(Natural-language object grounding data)
:::

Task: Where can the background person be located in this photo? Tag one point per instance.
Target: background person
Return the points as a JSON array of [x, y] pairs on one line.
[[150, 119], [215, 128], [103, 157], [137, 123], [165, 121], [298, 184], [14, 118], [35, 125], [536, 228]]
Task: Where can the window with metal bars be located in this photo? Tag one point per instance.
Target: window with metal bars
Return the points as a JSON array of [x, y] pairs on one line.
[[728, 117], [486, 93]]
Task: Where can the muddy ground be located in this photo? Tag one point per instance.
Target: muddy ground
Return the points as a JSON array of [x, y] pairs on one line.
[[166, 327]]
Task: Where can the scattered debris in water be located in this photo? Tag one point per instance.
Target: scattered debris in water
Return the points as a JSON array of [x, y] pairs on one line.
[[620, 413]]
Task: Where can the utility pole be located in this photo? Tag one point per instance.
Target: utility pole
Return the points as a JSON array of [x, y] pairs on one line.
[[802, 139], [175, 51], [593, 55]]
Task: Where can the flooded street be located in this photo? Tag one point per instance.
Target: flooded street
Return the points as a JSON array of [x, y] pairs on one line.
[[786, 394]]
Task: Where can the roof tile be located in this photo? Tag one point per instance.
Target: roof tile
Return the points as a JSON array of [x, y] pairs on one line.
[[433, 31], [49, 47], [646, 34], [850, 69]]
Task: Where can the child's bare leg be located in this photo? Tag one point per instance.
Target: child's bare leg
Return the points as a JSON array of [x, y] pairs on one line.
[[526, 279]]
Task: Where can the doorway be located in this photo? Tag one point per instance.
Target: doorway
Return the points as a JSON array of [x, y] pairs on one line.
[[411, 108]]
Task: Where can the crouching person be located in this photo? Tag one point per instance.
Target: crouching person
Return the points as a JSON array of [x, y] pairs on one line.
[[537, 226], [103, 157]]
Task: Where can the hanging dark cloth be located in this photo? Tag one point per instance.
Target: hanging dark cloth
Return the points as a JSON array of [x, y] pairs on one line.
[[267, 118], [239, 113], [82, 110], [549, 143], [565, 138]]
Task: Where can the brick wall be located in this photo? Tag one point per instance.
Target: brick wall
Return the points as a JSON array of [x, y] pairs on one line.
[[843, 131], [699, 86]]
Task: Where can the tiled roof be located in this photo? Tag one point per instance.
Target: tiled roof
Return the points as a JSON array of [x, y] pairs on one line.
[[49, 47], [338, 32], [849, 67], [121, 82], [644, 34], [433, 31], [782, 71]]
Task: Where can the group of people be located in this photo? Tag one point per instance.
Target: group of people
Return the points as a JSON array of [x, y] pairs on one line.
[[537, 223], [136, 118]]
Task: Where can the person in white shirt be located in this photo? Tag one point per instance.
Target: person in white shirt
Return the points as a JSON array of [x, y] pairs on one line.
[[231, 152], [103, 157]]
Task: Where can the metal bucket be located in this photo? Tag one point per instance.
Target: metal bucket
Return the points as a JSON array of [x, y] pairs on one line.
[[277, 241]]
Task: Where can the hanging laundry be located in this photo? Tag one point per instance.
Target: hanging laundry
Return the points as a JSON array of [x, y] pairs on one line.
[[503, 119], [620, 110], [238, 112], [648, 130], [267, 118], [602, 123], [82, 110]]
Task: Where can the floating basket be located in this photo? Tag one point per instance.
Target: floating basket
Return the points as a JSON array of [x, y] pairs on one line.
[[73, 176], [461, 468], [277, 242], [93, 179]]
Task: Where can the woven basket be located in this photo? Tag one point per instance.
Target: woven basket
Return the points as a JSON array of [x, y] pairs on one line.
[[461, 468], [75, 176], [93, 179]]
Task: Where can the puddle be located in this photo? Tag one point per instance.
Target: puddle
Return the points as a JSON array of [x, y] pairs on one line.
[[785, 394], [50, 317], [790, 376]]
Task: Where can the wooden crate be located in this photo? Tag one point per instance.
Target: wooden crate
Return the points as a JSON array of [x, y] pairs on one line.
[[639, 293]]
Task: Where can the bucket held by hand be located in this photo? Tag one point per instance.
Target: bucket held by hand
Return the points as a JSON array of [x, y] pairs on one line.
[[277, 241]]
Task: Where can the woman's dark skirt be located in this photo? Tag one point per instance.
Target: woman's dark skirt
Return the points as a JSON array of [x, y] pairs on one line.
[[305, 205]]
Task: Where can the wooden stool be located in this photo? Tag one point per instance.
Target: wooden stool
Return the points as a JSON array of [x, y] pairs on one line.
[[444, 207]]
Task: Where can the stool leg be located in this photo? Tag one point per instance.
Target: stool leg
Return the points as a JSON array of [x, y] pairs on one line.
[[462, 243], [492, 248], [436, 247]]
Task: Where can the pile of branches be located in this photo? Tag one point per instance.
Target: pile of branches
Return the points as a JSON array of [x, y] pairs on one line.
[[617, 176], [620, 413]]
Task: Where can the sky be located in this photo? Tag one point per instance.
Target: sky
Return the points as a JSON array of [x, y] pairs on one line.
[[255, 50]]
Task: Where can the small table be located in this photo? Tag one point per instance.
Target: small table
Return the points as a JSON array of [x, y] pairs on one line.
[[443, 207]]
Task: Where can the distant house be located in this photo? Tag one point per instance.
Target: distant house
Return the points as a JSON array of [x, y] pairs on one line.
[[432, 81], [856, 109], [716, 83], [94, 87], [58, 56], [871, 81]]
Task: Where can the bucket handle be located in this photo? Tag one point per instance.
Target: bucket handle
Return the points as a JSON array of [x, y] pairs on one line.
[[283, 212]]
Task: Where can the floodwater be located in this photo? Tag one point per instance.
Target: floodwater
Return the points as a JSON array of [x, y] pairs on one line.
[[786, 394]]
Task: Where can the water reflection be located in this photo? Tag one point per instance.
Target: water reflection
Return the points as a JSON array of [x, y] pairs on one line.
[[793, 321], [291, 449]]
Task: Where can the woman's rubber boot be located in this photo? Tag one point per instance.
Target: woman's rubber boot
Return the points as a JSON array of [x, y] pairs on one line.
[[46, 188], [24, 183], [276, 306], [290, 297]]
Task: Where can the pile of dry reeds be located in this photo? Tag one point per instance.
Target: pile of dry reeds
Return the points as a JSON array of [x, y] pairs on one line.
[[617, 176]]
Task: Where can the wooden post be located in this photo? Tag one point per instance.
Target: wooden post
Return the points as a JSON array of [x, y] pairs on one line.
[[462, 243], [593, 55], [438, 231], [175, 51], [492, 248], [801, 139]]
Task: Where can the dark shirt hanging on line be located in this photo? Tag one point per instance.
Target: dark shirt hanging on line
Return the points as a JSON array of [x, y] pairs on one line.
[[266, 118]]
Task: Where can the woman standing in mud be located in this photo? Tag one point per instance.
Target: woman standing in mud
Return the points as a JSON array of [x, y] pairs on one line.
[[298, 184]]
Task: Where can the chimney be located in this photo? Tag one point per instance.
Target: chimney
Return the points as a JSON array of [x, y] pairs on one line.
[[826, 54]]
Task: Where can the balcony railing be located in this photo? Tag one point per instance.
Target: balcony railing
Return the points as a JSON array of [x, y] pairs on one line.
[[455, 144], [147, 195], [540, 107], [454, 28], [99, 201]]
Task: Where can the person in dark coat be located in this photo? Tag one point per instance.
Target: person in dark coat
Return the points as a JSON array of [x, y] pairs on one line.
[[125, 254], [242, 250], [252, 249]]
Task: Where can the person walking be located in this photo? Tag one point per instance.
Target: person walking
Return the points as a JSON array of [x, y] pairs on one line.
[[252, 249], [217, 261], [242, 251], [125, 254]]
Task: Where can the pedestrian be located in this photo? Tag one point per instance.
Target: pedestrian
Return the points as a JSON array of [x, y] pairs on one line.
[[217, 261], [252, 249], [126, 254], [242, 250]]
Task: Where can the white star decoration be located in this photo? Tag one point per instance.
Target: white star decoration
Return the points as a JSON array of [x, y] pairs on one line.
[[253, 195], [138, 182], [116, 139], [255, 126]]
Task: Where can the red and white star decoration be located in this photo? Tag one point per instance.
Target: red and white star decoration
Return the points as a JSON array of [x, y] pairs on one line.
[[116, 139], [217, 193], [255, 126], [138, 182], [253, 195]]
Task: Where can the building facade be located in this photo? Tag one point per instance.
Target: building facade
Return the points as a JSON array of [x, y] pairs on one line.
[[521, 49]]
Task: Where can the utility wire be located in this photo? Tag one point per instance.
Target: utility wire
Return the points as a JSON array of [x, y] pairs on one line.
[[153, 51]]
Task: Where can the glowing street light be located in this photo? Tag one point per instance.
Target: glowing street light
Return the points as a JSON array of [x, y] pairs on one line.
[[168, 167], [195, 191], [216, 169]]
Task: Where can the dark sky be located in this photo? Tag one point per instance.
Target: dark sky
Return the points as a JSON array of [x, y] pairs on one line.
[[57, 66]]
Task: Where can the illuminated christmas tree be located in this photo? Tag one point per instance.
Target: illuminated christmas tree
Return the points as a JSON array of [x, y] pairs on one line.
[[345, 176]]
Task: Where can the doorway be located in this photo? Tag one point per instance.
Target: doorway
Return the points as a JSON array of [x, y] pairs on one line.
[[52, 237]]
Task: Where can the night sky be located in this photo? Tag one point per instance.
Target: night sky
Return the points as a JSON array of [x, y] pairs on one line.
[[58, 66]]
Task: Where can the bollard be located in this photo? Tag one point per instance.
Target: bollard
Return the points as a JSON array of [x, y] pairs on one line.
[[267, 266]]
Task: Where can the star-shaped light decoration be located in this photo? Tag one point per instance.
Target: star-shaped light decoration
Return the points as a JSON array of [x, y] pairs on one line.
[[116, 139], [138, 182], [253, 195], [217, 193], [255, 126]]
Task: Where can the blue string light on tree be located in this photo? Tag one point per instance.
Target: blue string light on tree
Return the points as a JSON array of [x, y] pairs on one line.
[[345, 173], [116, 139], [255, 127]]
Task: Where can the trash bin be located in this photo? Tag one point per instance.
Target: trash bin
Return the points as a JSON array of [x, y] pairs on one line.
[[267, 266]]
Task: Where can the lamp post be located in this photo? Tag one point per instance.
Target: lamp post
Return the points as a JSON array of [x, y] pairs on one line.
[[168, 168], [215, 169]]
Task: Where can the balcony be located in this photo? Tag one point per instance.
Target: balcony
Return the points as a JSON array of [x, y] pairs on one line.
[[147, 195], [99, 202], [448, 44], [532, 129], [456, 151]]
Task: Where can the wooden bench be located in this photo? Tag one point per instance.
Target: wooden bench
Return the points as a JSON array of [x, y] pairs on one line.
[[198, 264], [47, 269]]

:::

■ **DESCRIPTION OF THE TASK**: Give an exact copy of the lines above, from the top of the records to the line that contains "Target: hanging dark cloth", taking in both ends.

■ **YOUR RESPONSE**:
Task: Where can the background person be located in this photo? Tag one point per instance.
Target: background person
Return the points as a JSON array of [x, y] pairs on one line.
[[150, 119], [215, 128], [103, 157], [137, 123], [165, 121], [298, 184], [14, 118], [35, 125], [536, 228]]
Task: Where can the window with metal bars be located in this photo? Tag one point per instance.
Target: window with metal bars
Return the points as a JSON array of [x, y] pairs on one line.
[[728, 117], [486, 93]]
Task: Where can the muddy ground be located in this photo? Tag one point per instance.
Target: muddy ground
Return the points as a JSON array of [x, y] pairs on one line.
[[166, 327]]
Task: Where can the scattered debris in water be located in this photo? Tag one point per instance.
Target: scattered debris in water
Return the points as a JSON array of [x, y] pairs on one line.
[[620, 413]]
Task: Where can the utility pole be located in this photo? Tag one point per instance.
Target: utility pole
Return the points as a JSON array of [x, y] pairs on one line.
[[802, 139], [175, 51], [593, 55]]
Task: Where can the flooded street be located in this photo? Tag one point per instance.
Target: flooded street
Return the points as a JSON array of [x, y] pairs on one line.
[[786, 394]]
Task: Where can the roof tile be located in this photo? Tag one point per instance.
Target: roof tile
Return the points as a JSON array of [x, y] pairs on one line.
[[433, 31], [49, 47], [646, 34], [850, 69]]
Task: Where can the child's bare leg be located in this photo? Tag one point per instance.
Target: child's bare leg
Return the points as a JSON array of [x, y] pairs on one line.
[[526, 279]]
Task: Where can the doorway be located in this photo? Tag one point per instance.
Target: doorway
Return the points as a JSON array of [x, y] pairs on one line.
[[411, 108]]
Task: Where can the crouching person be located in this photo? Tag one point per instance.
Target: crouching person
Return the points as a JSON array of [x, y] pairs on one line.
[[537, 226], [103, 157]]
Task: Where can the hanging dark cloth be located in this photo? Tag one point per instance.
Target: hanging dark cloth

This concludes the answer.